### Exercise objective
Filter the data below and copy out every line that holds the word "rocky", treating case as significant.

### Provided records

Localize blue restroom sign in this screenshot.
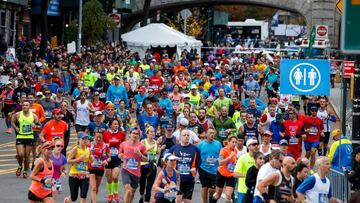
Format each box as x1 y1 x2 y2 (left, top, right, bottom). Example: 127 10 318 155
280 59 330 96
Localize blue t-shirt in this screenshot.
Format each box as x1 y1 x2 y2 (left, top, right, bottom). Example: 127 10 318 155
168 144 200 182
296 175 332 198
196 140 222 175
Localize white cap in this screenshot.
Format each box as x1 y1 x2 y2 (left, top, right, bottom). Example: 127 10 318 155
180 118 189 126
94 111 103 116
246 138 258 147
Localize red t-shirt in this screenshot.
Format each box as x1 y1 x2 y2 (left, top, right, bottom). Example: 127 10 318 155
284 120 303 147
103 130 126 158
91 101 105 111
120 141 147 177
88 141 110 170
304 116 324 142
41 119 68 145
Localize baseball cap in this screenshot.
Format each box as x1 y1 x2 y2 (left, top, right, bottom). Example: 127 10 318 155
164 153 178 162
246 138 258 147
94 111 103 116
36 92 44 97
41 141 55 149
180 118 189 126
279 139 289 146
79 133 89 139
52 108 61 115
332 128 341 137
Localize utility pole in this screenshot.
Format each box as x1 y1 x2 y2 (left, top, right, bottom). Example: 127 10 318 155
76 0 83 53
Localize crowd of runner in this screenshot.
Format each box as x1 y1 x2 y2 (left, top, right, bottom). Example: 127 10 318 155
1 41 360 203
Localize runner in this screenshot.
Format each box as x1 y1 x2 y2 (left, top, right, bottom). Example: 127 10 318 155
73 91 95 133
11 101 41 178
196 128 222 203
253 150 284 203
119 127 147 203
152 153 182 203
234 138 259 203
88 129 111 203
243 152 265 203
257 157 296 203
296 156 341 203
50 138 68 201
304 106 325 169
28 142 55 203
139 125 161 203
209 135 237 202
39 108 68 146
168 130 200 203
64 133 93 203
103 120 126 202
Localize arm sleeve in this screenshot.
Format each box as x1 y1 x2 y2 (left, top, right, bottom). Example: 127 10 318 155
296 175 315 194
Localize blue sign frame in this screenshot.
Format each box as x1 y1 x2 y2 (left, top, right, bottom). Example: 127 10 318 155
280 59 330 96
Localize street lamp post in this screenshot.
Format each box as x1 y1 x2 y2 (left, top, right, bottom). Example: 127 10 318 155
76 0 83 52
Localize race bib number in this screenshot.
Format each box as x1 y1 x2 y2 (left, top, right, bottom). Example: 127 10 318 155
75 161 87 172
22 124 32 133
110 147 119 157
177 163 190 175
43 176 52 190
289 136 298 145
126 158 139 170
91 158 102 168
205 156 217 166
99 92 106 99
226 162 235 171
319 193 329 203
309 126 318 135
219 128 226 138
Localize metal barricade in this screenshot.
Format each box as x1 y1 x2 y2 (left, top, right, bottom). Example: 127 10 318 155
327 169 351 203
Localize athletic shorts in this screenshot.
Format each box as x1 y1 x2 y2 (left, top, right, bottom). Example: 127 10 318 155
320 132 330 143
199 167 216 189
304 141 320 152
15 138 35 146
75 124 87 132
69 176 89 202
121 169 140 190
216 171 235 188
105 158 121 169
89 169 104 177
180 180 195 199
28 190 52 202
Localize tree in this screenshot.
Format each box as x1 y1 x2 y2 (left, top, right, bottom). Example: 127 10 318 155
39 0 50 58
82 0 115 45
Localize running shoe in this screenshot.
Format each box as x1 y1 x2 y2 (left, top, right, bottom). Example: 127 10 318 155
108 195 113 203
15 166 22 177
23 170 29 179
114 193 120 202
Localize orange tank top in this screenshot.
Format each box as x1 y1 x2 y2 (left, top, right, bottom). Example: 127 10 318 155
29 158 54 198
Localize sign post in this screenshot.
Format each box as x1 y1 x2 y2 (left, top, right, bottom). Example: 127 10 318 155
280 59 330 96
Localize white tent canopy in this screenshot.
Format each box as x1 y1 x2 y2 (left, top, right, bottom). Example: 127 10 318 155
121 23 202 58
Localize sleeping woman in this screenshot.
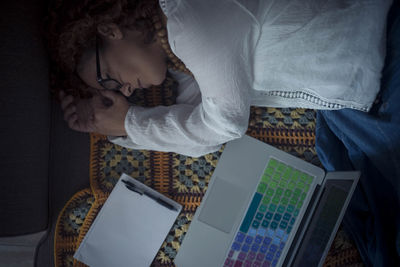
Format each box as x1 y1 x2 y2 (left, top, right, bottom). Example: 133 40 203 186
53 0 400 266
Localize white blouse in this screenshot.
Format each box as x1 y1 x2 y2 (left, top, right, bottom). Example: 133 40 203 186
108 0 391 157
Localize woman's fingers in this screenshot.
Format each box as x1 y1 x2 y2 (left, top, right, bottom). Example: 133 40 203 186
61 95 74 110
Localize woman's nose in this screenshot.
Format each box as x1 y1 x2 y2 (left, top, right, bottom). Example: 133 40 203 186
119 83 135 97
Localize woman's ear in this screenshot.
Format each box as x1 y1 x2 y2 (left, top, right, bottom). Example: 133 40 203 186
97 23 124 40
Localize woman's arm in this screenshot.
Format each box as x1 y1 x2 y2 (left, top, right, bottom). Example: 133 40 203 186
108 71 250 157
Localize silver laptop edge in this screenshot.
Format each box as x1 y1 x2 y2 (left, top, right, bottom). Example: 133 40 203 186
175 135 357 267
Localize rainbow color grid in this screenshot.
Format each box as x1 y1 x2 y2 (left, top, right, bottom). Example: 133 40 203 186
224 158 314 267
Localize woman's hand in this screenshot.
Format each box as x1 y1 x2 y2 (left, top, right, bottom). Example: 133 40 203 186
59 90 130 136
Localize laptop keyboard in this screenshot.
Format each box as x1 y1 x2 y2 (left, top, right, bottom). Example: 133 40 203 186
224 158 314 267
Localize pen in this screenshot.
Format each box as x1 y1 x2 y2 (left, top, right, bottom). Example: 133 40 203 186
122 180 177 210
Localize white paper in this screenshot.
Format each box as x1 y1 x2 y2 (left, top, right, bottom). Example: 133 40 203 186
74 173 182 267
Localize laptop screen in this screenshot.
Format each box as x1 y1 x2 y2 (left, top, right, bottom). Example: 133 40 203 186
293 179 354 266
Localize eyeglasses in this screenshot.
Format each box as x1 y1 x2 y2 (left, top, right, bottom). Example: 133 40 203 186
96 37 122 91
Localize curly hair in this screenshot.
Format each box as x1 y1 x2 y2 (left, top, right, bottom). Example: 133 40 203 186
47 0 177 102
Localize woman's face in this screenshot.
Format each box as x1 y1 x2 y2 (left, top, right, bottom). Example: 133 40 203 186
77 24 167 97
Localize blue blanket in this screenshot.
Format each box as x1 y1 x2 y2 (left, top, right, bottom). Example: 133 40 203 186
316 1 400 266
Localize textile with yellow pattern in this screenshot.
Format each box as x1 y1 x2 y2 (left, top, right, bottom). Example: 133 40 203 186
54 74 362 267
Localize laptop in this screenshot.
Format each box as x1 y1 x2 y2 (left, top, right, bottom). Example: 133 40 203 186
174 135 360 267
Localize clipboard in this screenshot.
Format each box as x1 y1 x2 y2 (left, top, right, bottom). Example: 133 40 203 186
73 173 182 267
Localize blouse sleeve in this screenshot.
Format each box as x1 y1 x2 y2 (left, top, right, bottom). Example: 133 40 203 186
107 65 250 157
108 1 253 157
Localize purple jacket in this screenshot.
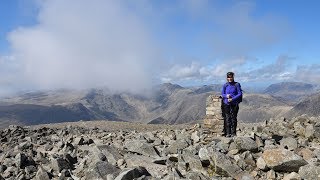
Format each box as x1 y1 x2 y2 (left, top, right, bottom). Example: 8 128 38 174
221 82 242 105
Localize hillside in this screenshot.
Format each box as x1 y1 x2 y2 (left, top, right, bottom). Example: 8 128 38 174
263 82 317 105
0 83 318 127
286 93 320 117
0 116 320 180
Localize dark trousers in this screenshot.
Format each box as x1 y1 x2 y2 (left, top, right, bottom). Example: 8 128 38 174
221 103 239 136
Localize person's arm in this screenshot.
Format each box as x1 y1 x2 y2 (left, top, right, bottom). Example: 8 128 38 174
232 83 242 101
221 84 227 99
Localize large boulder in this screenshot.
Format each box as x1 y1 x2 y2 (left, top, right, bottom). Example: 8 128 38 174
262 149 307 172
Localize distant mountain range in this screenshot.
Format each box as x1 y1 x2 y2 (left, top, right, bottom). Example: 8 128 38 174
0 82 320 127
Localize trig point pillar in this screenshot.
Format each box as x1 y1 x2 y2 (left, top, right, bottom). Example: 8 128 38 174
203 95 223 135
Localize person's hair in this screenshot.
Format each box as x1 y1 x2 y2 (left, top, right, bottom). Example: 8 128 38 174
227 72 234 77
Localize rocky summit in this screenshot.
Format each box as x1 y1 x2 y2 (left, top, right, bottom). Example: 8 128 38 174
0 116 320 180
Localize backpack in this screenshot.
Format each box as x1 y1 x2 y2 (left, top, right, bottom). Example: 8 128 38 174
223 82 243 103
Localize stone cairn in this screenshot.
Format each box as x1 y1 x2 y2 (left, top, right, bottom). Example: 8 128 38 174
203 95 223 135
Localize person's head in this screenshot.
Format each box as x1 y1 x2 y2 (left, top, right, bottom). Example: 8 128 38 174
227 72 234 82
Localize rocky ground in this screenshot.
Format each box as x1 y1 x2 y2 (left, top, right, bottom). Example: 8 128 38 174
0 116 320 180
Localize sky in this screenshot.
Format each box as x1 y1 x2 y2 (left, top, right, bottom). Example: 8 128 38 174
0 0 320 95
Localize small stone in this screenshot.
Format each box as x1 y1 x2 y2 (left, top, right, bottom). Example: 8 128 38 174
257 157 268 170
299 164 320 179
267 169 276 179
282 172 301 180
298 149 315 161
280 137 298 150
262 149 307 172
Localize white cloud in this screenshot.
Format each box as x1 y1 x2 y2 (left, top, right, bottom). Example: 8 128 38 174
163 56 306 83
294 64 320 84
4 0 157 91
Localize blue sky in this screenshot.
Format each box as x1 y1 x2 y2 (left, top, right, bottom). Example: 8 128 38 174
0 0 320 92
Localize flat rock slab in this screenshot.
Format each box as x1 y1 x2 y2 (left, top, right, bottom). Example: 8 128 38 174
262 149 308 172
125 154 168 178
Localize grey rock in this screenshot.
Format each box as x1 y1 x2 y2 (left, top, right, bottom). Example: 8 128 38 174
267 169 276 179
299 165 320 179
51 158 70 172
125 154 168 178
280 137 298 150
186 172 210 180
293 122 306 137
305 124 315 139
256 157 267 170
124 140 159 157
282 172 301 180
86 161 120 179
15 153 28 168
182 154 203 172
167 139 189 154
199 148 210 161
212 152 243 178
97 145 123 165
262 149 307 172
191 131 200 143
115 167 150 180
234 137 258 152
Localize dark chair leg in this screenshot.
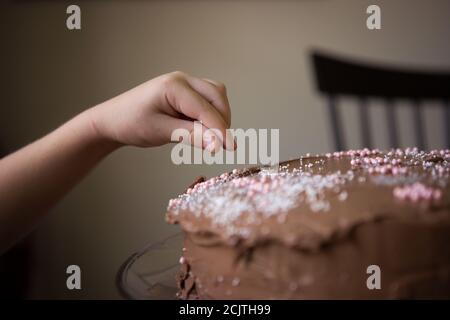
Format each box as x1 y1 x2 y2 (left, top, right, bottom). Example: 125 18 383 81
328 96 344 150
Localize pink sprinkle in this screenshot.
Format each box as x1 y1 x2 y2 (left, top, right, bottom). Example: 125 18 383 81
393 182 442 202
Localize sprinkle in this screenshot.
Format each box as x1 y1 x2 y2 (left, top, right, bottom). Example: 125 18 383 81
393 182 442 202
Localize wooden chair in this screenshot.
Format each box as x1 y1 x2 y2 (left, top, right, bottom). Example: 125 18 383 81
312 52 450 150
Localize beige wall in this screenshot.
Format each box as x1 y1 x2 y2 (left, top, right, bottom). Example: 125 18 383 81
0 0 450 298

### Result of this exercise
Localize rocky summit in this screenshot.
Localize rocky ground in this screenshot.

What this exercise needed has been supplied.